Begin Raw data

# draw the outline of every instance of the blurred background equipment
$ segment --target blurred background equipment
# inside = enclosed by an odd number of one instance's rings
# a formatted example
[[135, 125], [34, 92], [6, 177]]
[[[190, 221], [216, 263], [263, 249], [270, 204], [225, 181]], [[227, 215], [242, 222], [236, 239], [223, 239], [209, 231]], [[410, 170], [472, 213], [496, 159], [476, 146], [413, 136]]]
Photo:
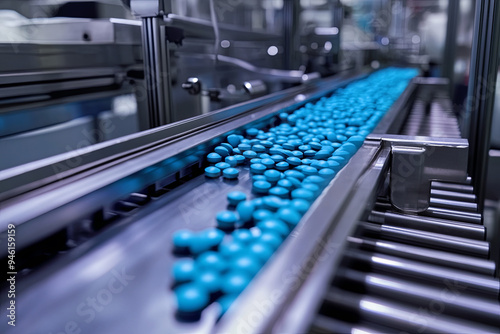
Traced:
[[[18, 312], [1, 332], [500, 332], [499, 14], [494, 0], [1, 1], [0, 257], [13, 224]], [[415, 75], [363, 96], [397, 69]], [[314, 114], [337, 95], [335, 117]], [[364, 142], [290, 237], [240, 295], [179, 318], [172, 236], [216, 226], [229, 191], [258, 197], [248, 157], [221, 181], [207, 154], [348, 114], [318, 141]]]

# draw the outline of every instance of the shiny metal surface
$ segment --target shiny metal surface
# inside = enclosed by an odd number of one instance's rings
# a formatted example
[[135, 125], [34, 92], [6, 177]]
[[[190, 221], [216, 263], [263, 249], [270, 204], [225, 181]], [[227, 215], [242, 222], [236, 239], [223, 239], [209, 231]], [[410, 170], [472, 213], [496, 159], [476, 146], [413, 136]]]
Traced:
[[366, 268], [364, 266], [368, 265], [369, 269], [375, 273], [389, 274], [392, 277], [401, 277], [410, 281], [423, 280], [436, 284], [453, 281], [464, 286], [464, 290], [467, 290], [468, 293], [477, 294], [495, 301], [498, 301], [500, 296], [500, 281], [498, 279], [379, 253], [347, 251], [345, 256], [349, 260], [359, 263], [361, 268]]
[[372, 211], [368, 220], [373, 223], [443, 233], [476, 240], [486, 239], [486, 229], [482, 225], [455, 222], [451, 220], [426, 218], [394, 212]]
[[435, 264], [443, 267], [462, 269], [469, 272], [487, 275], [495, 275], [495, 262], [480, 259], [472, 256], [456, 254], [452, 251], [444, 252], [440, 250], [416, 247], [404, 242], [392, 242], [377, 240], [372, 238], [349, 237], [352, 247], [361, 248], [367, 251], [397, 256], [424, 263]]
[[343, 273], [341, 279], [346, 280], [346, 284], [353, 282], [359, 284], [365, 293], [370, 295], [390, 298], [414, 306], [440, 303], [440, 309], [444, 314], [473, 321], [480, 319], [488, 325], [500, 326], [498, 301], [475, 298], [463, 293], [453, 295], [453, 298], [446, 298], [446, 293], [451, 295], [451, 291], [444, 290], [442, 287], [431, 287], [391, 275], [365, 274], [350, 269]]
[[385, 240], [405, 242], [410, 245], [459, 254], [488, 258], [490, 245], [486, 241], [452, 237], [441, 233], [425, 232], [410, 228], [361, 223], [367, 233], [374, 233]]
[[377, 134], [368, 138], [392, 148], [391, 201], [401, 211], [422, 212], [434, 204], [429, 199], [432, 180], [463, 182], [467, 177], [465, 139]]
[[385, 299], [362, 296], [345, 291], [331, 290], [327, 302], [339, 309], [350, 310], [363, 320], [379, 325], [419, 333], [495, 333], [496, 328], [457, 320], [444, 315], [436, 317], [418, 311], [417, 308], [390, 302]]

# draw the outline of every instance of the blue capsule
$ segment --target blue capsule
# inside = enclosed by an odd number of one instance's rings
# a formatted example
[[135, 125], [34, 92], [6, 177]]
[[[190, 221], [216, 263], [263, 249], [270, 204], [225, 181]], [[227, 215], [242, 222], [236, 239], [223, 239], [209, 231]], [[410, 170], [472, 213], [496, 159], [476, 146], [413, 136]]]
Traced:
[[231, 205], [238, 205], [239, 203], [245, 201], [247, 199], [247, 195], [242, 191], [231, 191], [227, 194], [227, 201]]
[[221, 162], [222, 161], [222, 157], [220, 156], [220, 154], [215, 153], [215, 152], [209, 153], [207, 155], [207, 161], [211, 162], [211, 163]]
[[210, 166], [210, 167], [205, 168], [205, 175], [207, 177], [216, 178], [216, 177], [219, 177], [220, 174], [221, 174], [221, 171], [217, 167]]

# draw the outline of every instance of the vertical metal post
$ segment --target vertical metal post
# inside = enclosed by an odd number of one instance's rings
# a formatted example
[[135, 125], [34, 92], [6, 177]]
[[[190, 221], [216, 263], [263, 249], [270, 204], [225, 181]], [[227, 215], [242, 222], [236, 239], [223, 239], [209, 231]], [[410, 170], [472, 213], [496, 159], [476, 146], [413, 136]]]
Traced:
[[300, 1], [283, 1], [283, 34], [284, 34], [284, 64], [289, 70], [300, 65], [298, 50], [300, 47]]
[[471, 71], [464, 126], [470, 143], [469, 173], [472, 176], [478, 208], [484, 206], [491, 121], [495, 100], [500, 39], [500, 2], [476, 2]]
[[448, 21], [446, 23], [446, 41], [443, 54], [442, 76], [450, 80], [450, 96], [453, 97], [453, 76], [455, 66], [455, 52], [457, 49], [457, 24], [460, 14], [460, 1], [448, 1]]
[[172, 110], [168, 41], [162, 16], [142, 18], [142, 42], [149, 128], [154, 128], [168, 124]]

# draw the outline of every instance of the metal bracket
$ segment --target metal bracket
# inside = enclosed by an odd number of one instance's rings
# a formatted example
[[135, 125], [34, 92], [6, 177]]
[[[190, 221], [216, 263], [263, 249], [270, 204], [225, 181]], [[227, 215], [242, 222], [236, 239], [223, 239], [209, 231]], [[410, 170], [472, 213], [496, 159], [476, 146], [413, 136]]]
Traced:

End Raw data

■ What you are asked to do: Please copy the stretch of the records above from the line containing "# draw the outline of every instance of the vertical" through the end of the records, both ends included, with every line unchanged.

■ The answer:
# draw the outline of every instance of the vertical metal post
$ segment --target vertical metal post
# inside = enclosed by an odd number of one instance's rings
# a formatted example
[[135, 125], [34, 92], [6, 177]]
[[[190, 221], [216, 263], [263, 249], [270, 204], [225, 181]], [[227, 215], [242, 222], [236, 239], [223, 239], [209, 231]], [[410, 170], [472, 213], [496, 159], [476, 146], [413, 136]]]
Traced:
[[300, 1], [283, 1], [283, 34], [284, 34], [284, 64], [289, 70], [300, 65], [298, 50], [300, 47]]
[[471, 71], [464, 126], [470, 143], [469, 173], [472, 176], [478, 208], [484, 206], [491, 121], [495, 100], [500, 39], [500, 2], [476, 2]]
[[448, 21], [446, 23], [446, 41], [443, 54], [442, 76], [450, 80], [450, 96], [453, 97], [453, 76], [455, 66], [455, 52], [457, 49], [457, 24], [460, 14], [460, 1], [448, 1]]
[[172, 110], [168, 41], [162, 16], [142, 18], [142, 42], [149, 128], [154, 128], [168, 124]]

# draw the outline of every instance of the metal bracket
$ segment --target metal bracket
# inside = enclosed by an odd number of one instance's rings
# a formatted example
[[135, 125], [34, 92], [6, 177]]
[[[190, 221], [216, 263], [263, 249], [270, 204], [225, 181]], [[227, 215], [242, 222], [236, 239], [223, 239], [209, 231]], [[410, 170], [472, 213], [496, 159], [476, 146], [413, 136]]]
Traced:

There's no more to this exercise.